- [SUPPLIED DATA]:
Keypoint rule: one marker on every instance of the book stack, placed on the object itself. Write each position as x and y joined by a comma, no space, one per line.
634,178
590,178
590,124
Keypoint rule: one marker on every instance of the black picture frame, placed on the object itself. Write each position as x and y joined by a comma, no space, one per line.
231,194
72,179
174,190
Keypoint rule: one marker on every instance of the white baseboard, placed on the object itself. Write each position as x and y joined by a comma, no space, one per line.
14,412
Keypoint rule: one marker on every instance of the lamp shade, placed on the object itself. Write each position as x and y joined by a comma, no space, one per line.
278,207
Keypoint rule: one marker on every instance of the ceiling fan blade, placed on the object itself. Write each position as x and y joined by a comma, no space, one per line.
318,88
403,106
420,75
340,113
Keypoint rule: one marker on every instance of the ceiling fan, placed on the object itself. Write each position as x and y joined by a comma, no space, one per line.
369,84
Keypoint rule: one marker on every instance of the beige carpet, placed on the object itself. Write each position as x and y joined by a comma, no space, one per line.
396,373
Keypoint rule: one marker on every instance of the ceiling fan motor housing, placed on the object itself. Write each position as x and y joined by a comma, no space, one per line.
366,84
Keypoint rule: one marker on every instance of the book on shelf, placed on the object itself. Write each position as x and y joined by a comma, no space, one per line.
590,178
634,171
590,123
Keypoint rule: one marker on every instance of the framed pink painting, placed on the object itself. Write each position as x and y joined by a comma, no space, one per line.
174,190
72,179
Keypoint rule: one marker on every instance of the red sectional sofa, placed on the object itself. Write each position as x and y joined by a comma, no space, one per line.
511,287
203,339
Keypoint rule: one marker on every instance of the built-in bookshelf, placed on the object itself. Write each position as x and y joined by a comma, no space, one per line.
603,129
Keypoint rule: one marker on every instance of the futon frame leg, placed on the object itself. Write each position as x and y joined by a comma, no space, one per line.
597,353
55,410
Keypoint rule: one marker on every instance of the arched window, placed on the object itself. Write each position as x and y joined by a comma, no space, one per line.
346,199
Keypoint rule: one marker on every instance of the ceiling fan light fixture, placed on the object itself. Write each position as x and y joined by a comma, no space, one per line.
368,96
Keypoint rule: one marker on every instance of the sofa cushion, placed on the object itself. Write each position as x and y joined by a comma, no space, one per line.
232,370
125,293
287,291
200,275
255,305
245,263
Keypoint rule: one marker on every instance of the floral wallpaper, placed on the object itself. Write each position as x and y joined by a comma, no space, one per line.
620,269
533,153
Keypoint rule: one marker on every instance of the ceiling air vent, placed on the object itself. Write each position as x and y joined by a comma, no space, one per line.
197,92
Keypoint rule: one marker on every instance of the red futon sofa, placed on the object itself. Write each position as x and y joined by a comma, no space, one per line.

- [TASK]: Using the data above, return each line exactly as written.

- [ANSWER TO THIS EXERCISE]:
Keypoint rule: one marker on every instance of the book stack, placed on the object itself. Write each position as x and y joined by a comma, no space, one per line.
634,178
590,178
590,124
Keypoint rule: one marker on every instance of the black picture frame, placed on the object itself. Write each position as x and y joined by a comma, no space, one per line.
231,194
72,179
174,190
Keypoint rule: one marker on every instance of the white baseboard, placed on the object itself. Write each position as x and y joined by a comma, no space, one per line.
14,412
Keypoint rule: one marker on every instance of the lamp shade, placed on the object itself. Write each position as x and y joined by a comma, no space, one per line.
278,207
Keypoint rule: one marker on every instance of the ceiling fan blade, placed on the object itself. Write each position as x and y joined by a comma, no space, one per line.
318,88
403,106
420,75
340,113
Keypoint rule: one marker on every instance of the ceiling fan, placed on the object itself. Write each position as x and y joined by a comma, no space, one per line.
369,84
Keypoint rule: one marker on every instance of the beige carpet, placed on the object itself. Write each position as x and y joined by a comma, no space, one per line.
396,373
Keypoint rule: one marker on every instance of the ceiling fan motor housing, placed on the object itself. Write each position as x and y joined by a comma, no space, one per line.
366,84
Keypoint rule: one marker on every instance of the book on shelf, placed on the object itself. Write each position as x and y joined by a comma, no space, one per line.
590,178
634,171
590,123
Keypoint rule: one marker on every instance of the framed pink painting, placed on the object itself. Write each position as x and y joined by a comma, no space, one per line.
174,190
72,179
Keypoint rule: one marker on every instance of the red sectional sofa, placed on the object itself. Write each position as x and y joined by a comma, no space, one per line.
511,287
203,339
Keypoint rule: one marker on every instance of the built-in bookshelf, placed on the object itself. Write each position as x and y joined by a comma, no space, one per line.
603,129
Keypoint rule: one marker on every instance of the futon frame leg, placed on the object itself. Write each position as x and y joined by a comma, no space, one per line.
597,353
55,410
Keypoint rule: one marker on every instance of the arched window, placed on the object itself. Write each position as x and y joined by a comma, no space, one per line.
346,199
Keypoint rule: one marker on every instance of the ceiling fan light fixture, placed on the object itself. Write each position as x and y joined by a comma, no space, one per line.
368,96
Keypoint rule: one marker on every instance of the sofa cushion, placed on the object itself. Write each position as x and y joined by a comma, no space, one per line.
232,370
125,293
287,291
200,275
255,305
245,263
Keypoint rule: one marker on every instance of the floral wallpaper, placed on the object itself. Write each position as x and y joined by a comma, no space, one per line.
620,269
533,153
Keypoint rule: one marker on every instance of the ceiling air vent, placed on the object itself. Write each position as x and y joined by a comma, no space, one per line.
197,92
Keypoint rule: one marker on every instance of the red futon sofa, placed on the object itself. Write each position as x and y joined by a comma, no space, one per line.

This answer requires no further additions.